Stated goal:
Working from the line that contains "Point out the brown" down to the last line below, repeat each line exactly.

··· Data in this exercise

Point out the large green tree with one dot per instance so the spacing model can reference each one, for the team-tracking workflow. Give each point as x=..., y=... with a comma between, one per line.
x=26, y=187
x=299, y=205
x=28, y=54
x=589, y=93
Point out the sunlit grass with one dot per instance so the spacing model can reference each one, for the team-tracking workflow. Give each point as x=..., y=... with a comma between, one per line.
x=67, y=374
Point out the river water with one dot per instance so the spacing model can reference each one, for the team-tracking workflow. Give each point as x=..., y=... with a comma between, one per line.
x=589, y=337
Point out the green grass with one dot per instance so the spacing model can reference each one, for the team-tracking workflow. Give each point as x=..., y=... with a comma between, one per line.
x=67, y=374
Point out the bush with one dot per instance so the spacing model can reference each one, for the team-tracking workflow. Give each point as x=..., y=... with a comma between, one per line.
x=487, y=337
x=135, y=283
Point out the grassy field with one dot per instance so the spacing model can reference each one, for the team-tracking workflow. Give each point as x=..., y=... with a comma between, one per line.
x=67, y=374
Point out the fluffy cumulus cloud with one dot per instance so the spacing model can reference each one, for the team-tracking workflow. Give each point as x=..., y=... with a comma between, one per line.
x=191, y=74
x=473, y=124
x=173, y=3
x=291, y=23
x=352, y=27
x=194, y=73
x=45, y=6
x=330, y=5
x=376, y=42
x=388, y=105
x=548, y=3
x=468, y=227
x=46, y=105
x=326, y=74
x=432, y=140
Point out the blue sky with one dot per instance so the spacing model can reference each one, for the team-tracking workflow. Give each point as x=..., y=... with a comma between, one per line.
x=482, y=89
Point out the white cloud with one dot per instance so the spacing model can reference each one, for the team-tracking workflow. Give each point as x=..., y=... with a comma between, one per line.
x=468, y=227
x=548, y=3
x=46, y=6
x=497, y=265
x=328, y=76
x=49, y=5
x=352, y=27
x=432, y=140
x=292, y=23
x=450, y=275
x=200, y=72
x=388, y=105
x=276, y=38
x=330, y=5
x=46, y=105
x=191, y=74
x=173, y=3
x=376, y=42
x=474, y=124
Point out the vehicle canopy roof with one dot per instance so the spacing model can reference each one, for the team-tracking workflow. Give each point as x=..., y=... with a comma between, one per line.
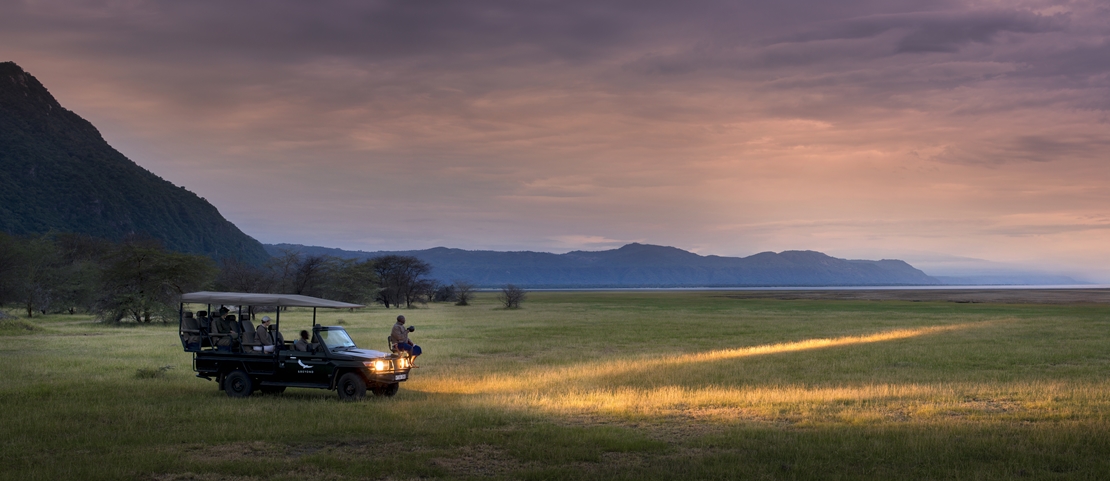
x=255, y=299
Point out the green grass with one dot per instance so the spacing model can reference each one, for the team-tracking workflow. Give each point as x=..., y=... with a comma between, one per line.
x=605, y=386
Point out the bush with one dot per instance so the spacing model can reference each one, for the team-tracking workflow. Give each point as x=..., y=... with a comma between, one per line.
x=512, y=296
x=152, y=372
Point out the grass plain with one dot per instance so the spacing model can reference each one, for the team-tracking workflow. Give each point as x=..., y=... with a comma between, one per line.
x=596, y=386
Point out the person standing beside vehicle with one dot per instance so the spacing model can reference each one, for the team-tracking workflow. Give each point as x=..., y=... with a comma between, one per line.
x=400, y=337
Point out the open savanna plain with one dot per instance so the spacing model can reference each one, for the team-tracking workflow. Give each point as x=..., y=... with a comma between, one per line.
x=598, y=386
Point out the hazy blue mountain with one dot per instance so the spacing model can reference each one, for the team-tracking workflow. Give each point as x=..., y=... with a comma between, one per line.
x=637, y=264
x=58, y=173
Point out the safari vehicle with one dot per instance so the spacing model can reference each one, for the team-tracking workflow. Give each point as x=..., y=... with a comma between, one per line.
x=235, y=361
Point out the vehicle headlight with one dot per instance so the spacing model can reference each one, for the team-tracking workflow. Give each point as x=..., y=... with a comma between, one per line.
x=376, y=366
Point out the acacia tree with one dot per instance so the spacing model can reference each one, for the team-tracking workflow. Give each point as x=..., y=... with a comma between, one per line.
x=464, y=292
x=142, y=281
x=512, y=296
x=402, y=280
x=236, y=276
x=37, y=274
x=352, y=281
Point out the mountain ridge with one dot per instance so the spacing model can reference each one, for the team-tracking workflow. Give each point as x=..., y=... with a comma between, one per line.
x=644, y=266
x=58, y=173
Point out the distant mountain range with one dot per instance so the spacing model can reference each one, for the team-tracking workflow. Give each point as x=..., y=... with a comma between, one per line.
x=58, y=173
x=644, y=266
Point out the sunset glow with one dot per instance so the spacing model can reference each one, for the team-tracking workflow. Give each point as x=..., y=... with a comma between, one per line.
x=545, y=378
x=952, y=134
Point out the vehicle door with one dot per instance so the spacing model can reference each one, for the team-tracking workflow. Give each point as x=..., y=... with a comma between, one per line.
x=306, y=368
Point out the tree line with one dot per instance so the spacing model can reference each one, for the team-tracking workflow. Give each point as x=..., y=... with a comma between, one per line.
x=140, y=280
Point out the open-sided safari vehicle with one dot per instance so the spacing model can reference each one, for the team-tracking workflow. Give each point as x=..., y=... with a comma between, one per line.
x=230, y=354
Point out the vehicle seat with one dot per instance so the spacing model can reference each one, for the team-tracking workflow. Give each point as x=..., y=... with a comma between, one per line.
x=219, y=336
x=249, y=339
x=190, y=331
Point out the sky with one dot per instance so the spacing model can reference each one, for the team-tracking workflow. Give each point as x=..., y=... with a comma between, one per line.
x=954, y=134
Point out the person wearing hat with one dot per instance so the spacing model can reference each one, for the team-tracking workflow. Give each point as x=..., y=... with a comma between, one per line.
x=400, y=336
x=262, y=334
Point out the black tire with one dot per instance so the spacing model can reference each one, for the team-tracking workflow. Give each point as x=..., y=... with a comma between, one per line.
x=238, y=384
x=351, y=387
x=272, y=389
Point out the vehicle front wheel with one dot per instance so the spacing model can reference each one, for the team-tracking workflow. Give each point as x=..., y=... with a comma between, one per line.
x=238, y=384
x=351, y=387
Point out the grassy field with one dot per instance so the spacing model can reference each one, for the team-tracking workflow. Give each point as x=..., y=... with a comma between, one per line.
x=592, y=384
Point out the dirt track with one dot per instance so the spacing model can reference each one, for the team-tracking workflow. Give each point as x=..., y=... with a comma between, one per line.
x=1000, y=296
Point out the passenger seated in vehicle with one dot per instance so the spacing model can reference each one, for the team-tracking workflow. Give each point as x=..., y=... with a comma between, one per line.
x=262, y=336
x=400, y=336
x=302, y=344
x=203, y=322
x=224, y=332
x=190, y=332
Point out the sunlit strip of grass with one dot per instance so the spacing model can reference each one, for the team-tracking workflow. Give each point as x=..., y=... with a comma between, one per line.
x=534, y=379
x=871, y=403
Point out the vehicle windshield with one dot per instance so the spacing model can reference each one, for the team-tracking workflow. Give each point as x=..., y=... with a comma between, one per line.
x=336, y=340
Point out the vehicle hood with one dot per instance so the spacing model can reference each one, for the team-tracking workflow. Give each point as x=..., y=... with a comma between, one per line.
x=363, y=353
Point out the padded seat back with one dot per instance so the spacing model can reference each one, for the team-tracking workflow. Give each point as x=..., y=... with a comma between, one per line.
x=190, y=330
x=249, y=338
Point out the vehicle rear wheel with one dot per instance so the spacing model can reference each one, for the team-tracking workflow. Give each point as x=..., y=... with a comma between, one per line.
x=273, y=389
x=238, y=384
x=351, y=387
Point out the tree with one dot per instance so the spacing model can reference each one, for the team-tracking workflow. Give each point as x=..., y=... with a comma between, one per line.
x=443, y=292
x=352, y=281
x=37, y=274
x=512, y=296
x=236, y=276
x=142, y=281
x=402, y=280
x=464, y=292
x=311, y=274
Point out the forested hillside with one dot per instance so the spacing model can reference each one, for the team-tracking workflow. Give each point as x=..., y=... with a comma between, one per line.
x=644, y=266
x=58, y=173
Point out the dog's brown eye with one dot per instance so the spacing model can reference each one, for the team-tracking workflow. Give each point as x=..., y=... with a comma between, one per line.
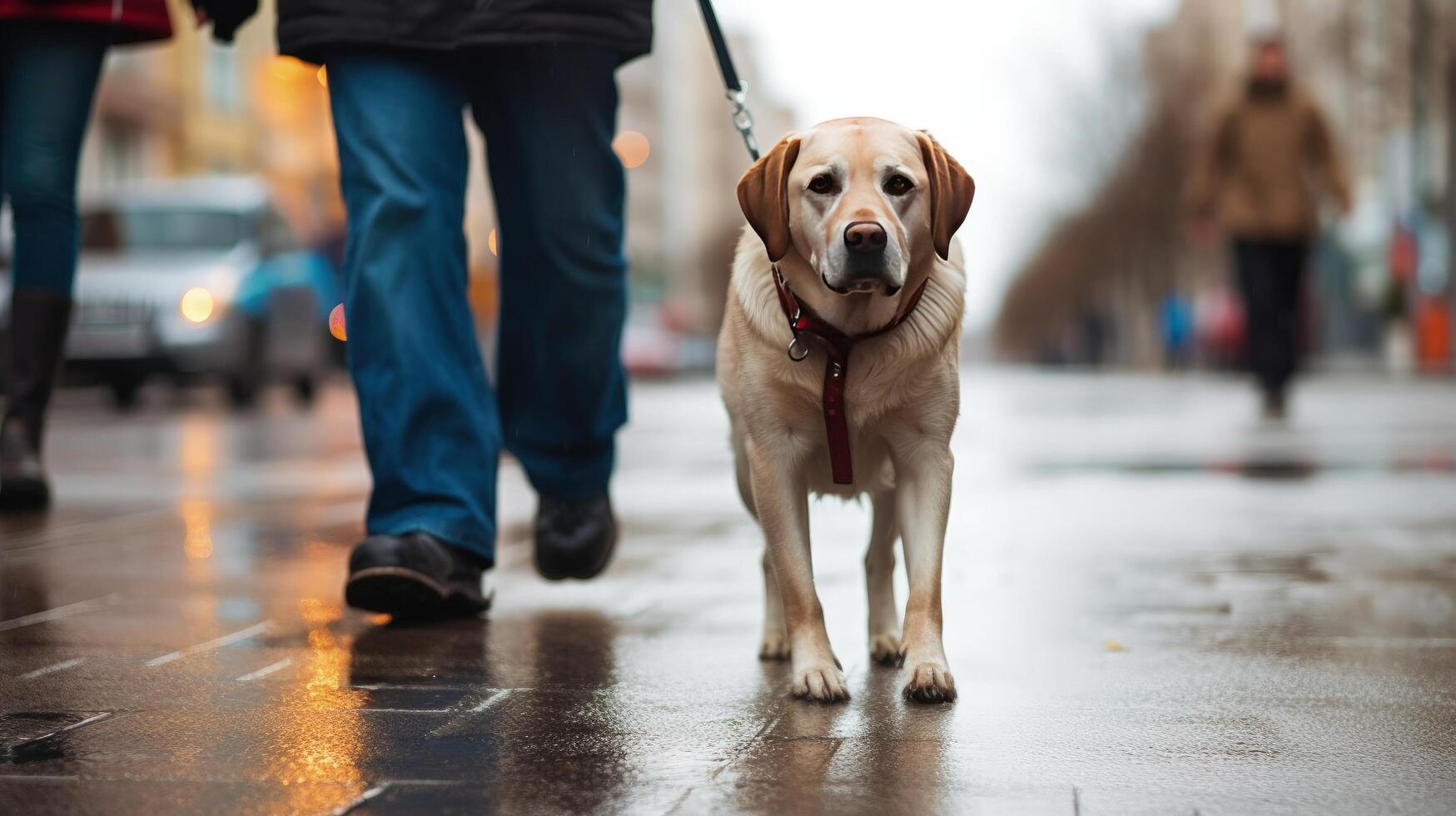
x=897, y=186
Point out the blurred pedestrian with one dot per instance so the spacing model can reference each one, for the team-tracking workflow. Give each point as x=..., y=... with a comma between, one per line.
x=50, y=60
x=1257, y=181
x=539, y=79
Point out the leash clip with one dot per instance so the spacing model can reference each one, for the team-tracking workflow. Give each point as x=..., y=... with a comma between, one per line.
x=742, y=117
x=797, y=343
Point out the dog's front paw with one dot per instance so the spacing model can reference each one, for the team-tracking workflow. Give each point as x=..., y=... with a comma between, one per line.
x=775, y=646
x=884, y=649
x=822, y=682
x=929, y=682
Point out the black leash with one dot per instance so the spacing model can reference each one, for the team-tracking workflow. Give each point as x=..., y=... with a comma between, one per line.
x=737, y=91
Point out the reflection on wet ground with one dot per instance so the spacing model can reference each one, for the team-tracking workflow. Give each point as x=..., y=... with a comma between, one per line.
x=1135, y=625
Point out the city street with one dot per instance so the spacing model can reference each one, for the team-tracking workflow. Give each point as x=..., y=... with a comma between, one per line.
x=1155, y=604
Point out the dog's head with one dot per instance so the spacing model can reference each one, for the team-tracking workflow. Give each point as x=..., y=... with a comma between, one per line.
x=864, y=202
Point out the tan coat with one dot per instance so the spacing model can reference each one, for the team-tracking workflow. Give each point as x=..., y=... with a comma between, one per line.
x=1260, y=172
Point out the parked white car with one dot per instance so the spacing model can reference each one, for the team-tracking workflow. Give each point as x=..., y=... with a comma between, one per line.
x=196, y=279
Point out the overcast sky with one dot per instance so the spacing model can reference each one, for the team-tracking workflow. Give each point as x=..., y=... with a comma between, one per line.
x=983, y=76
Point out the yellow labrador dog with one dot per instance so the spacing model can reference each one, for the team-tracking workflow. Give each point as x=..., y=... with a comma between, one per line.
x=837, y=363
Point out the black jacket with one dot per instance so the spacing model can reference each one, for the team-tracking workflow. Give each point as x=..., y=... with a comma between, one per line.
x=311, y=28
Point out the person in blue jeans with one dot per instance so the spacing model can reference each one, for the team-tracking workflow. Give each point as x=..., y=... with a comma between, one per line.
x=538, y=77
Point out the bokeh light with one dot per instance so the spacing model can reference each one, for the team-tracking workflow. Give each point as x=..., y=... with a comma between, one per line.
x=631, y=147
x=336, y=324
x=196, y=305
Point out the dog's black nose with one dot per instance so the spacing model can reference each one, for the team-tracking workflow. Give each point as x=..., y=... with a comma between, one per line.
x=865, y=238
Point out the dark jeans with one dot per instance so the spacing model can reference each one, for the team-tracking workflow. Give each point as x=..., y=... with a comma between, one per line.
x=435, y=425
x=1271, y=276
x=47, y=81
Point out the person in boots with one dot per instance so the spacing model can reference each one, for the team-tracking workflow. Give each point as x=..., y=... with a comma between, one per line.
x=50, y=62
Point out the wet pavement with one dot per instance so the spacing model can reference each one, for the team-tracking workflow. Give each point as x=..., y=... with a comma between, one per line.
x=1155, y=604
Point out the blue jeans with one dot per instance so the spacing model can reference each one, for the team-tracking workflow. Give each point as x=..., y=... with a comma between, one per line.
x=435, y=425
x=47, y=81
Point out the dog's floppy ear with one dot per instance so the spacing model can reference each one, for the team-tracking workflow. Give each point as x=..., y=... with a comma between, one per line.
x=951, y=192
x=763, y=194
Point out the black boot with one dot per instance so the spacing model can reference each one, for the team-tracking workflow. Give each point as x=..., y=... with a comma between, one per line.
x=574, y=538
x=38, y=326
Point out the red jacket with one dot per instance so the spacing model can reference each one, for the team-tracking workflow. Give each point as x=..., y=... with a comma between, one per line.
x=136, y=21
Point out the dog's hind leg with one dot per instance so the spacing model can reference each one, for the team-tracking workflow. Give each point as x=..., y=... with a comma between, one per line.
x=775, y=634
x=880, y=570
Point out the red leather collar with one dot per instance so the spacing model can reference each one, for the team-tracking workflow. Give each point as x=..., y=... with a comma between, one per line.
x=836, y=344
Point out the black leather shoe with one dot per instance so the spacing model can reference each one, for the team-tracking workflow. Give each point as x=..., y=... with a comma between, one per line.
x=574, y=538
x=415, y=576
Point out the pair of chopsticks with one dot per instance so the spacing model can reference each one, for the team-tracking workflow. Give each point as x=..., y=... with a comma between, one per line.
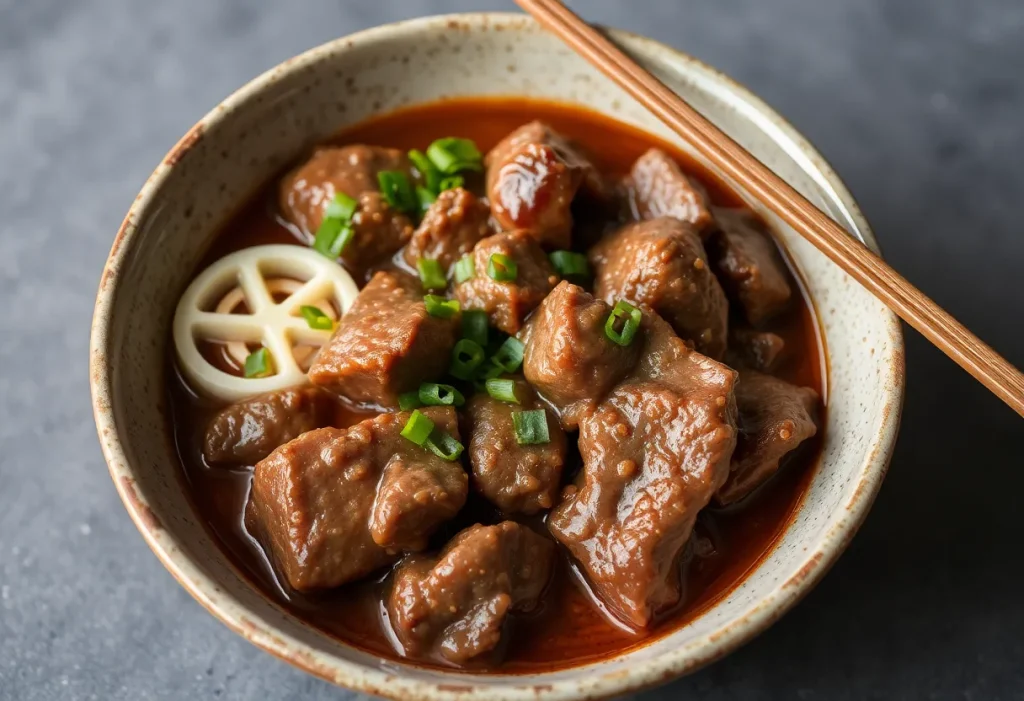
x=732, y=160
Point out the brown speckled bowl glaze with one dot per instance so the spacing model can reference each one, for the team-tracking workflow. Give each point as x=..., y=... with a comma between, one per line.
x=244, y=140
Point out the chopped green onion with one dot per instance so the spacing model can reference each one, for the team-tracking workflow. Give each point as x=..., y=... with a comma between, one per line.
x=466, y=357
x=465, y=269
x=442, y=444
x=509, y=356
x=259, y=363
x=569, y=264
x=410, y=400
x=623, y=334
x=440, y=307
x=453, y=155
x=397, y=190
x=418, y=428
x=315, y=317
x=502, y=267
x=502, y=390
x=428, y=171
x=530, y=427
x=432, y=394
x=431, y=274
x=474, y=326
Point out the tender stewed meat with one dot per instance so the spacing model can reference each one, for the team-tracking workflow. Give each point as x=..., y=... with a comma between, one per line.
x=515, y=478
x=758, y=350
x=246, y=432
x=654, y=451
x=508, y=302
x=568, y=357
x=749, y=265
x=386, y=344
x=532, y=176
x=314, y=500
x=455, y=606
x=378, y=230
x=774, y=418
x=662, y=264
x=659, y=188
x=450, y=229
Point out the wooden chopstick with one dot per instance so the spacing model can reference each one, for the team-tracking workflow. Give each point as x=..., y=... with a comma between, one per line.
x=909, y=303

······

Answer below:
Point out the brown speckled bowl glaze with one dot per instance so the spacing model can reference each one, for the team-tracking workflow. Give each point as x=..., y=... with a comma between, one per line.
x=244, y=140
Point out the chopped green onion with one dot per instance so the spacing model can reference each one, for the team-tracking workflow. Give each point as x=..., y=... with a comma between, one per line.
x=466, y=357
x=465, y=269
x=442, y=444
x=509, y=356
x=259, y=363
x=569, y=264
x=410, y=400
x=623, y=334
x=440, y=307
x=453, y=155
x=397, y=190
x=418, y=428
x=315, y=317
x=502, y=267
x=502, y=390
x=428, y=171
x=530, y=427
x=432, y=394
x=431, y=274
x=474, y=326
Point out the tender stewed meat with one dot per instance so the spacing model can reference each one, for the team-tracking workflow. Give each point as x=..., y=... with a comma between, one per line.
x=515, y=478
x=758, y=350
x=246, y=432
x=654, y=451
x=508, y=302
x=568, y=357
x=749, y=265
x=386, y=344
x=532, y=176
x=314, y=500
x=455, y=606
x=378, y=230
x=774, y=418
x=662, y=264
x=659, y=188
x=450, y=229
Point out the wooden chopstick with one dot per instance so the spacing model can reference each one, for the team-tracking workflow. Give each point as x=..., y=... with a comma between, one per line.
x=909, y=303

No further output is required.